→ **INSTRUCTIONS**
1. In the summer 2009 post, what happened to most of the blueberries?
2. Repeat the summer 2009 post from "2009 has been" up to and including "from other years.".

→ **SOURCE PASSAGE**
____

Saturday, June 20, 2009

Summer 2009

2009 has been a wet year in Durham, NC. We have enjoyed spectacular thunderstorms and torrential downpours. A bit of a contrast to the 2 year drought that only cleared up in the hurricane season last year!

The good things about all the wetness: the veggie garden is growing prolifically, there have been fireflies in amazing abundance, frogs in tremendous quantities, more snakes and turtles around than we've ever seen before...the bad bit is that the heat arrived about 2 days ago, and 65% humidity and 38 degree weather is... as bad as we remember from other years.


Zinnia, chard, blueberries... before the birds found them

Other than the veggies, we've been enjoying a gorgeous flower bed filled with a "hummingbird" mix of flowers. Haven't seen any hummingbirds yet, but the mini zinnias have been lovely. Silver beet is growing like stink, and we had a huge yield of blueberries - most of which, unfortunately, went to feeding the local birds. We might need a net next year.



The front yard and what we hope will one day be our "meadow".

You'd never know that behind that grassy bank lurks a large veggie garden! There are a few experiments going on out the front of our place - Nic got sick of cutting the grass there so we're trying to follow the adage: "don't plant a lawn, plant a meadow". Our meadow has been started with mint, bee balm, veronicas, sun flowers, lambs ears and probably heaps of other stuff that I don't remember. There's still a lot of lawn in there though...

Nic fixes up the side of the retaining wall, while Emma watches with great interest.

Nic of course is still the engine behind most of the heavy moving. Action shots!

How to be a sweet potato farmer: land, check! sweet potato plants, check! tractor o'Mexicans, check!

Of course, although Nic works hard most of the time, sometimes its just easier to hire a group of farm labourers to do your work for you...
Ok, I'm joking. Here Nic was visiting a sweet potato farmer, and its the farmer's team of workers. They're planting sweet potatoes, by hand, from the back of the tractor. If Nic's research succeeds then we might be able to plant sweet potatoes like regular spuds, (mechanically), greatly reducing costs. But also, depriving these sorts of guys farm labour gigs. "How do you grow sweet potatoes" people ask Nic all the time. "You get a tractor and a bunch of Mexicans..." he replies, in all sincerity.

I think I mentioned that this has been a wildly fecund summer? Things reached a new height of reproductive madness a couple of days ago when we found that a toad had spawned in the dog's water dish. I thought that was exciting enough, but when I told Nic you could see a light bulb go off above his head, and he raced around the side of the house. To where the wheelbarrow had been catching the water that floods out of an undersized gutter...

____

Position annotation data:
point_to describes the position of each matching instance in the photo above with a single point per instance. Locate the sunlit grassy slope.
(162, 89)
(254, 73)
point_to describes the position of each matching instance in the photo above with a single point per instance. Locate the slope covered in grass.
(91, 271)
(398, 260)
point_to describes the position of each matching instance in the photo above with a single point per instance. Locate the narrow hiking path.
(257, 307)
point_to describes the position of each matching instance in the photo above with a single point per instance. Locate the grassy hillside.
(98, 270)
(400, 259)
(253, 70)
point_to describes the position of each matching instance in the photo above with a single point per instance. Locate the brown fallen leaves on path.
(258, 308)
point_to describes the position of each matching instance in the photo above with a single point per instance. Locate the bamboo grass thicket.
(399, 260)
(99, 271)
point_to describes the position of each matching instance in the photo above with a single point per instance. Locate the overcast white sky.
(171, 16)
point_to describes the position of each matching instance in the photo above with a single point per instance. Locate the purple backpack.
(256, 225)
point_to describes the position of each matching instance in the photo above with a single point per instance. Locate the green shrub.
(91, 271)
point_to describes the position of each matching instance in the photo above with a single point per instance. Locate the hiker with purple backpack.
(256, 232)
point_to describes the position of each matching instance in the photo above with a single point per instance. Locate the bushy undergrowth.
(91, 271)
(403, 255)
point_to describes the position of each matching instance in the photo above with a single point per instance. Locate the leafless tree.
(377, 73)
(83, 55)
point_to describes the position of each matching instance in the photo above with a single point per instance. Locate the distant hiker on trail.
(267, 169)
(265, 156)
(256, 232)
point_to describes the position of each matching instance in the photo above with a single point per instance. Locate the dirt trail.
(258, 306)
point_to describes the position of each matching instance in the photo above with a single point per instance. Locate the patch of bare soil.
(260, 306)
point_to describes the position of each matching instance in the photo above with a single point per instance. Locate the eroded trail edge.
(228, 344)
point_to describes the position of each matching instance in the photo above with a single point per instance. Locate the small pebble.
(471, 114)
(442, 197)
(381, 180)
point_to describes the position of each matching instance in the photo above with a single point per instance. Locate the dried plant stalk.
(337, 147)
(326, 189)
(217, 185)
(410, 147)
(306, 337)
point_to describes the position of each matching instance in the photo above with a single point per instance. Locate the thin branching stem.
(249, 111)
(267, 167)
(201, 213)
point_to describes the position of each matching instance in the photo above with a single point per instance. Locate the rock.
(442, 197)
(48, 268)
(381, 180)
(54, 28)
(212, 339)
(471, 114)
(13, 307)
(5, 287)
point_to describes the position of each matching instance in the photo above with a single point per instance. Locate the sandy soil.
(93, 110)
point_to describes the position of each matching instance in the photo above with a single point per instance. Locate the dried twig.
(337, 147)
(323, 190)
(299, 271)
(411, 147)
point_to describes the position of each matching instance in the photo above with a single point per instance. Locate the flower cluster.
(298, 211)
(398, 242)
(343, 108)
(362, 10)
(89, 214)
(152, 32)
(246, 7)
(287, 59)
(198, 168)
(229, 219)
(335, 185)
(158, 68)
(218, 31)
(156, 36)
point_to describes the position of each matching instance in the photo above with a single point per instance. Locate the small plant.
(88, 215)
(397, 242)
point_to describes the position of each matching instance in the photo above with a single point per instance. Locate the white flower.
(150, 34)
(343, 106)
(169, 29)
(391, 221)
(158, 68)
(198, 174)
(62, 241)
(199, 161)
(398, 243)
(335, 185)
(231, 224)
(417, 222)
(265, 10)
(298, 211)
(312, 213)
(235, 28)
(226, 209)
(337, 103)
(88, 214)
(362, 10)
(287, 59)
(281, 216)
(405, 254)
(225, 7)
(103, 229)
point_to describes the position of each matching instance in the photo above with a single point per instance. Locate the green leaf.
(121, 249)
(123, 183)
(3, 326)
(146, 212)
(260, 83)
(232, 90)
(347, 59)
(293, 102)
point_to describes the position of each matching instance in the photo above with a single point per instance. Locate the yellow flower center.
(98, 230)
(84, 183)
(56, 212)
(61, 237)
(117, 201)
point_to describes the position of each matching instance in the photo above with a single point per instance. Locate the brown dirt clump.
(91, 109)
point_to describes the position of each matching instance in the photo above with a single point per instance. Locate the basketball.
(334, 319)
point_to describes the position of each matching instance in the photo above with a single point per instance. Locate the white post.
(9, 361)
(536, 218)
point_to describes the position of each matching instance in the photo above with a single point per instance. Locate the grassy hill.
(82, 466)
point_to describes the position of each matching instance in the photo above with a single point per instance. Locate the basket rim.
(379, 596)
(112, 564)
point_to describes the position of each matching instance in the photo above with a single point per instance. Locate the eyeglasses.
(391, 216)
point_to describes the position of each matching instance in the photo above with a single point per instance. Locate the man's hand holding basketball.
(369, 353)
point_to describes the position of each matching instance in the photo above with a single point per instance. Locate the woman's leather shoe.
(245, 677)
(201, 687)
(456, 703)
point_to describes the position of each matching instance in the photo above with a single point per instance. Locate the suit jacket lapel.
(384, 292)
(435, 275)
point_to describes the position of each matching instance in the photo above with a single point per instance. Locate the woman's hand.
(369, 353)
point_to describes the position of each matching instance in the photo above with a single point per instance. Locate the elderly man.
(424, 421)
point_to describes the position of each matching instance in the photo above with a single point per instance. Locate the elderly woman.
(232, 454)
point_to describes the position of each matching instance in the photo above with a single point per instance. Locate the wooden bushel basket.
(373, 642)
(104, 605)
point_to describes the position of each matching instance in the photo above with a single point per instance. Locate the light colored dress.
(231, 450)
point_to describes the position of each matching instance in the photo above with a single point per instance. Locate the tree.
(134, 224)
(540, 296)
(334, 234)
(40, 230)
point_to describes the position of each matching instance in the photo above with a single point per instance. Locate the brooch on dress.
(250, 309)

____

→ **RESPONSES FOR EACH TASK**
1. Most of them went to feeding the local birds.

2.
2009 has been a wet year in Durham, NC. We have enjoyed spectacular thunderstorms and torrential downpours. A bit of a contrast to the 2 year drought that only cleared up in the hurricane season last year!

The good things about all the wetness: the veggie garden is growing prolifically, there have been fireflies in amazing abundance, frogs in tremendous quantities, more snakes and turtles around than we've ever seen before...the bad bit is that the heat arrived about 2 days ago, and 65% humidity and 38 degree weather is... as bad as we remember from other years.